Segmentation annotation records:
>> Begin
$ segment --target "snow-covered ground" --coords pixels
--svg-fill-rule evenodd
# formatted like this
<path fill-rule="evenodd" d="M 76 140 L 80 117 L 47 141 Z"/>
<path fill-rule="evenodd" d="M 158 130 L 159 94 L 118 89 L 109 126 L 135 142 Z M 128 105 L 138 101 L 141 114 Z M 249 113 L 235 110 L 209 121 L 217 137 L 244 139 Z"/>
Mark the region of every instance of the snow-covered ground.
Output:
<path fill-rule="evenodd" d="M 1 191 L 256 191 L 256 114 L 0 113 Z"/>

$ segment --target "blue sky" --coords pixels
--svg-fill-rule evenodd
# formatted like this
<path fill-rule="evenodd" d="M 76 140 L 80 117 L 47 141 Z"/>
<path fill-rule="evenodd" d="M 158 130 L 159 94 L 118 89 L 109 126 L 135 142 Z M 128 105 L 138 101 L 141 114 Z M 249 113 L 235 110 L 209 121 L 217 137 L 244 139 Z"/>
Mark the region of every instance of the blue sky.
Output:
>> End
Return the lines above exactly as they appear, with no changes.

#### Solution for this task
$ segment --target "snow-covered ground" --coords pixels
--svg-fill-rule evenodd
# formatted like this
<path fill-rule="evenodd" d="M 76 140 L 80 117 L 47 141 Z"/>
<path fill-rule="evenodd" d="M 158 130 L 159 94 L 118 89 L 109 126 L 135 142 Z M 128 105 L 138 101 L 141 114 Z M 249 113 L 235 110 L 209 121 L 217 137 L 244 139 Z"/>
Mark the region of every instance of the snow-covered ground.
Output:
<path fill-rule="evenodd" d="M 1 191 L 256 191 L 256 114 L 0 113 Z"/>

$ segment --target "blue sky" --coords pixels
--svg-fill-rule evenodd
# formatted like this
<path fill-rule="evenodd" d="M 76 140 L 80 117 L 47 141 Z"/>
<path fill-rule="evenodd" d="M 158 130 L 159 94 L 118 89 L 109 126 L 135 142 Z M 128 105 L 138 101 L 141 114 Z M 249 113 L 235 110 L 209 121 L 217 137 L 244 139 Z"/>
Mark the region of every instance of the blue sky.
Output:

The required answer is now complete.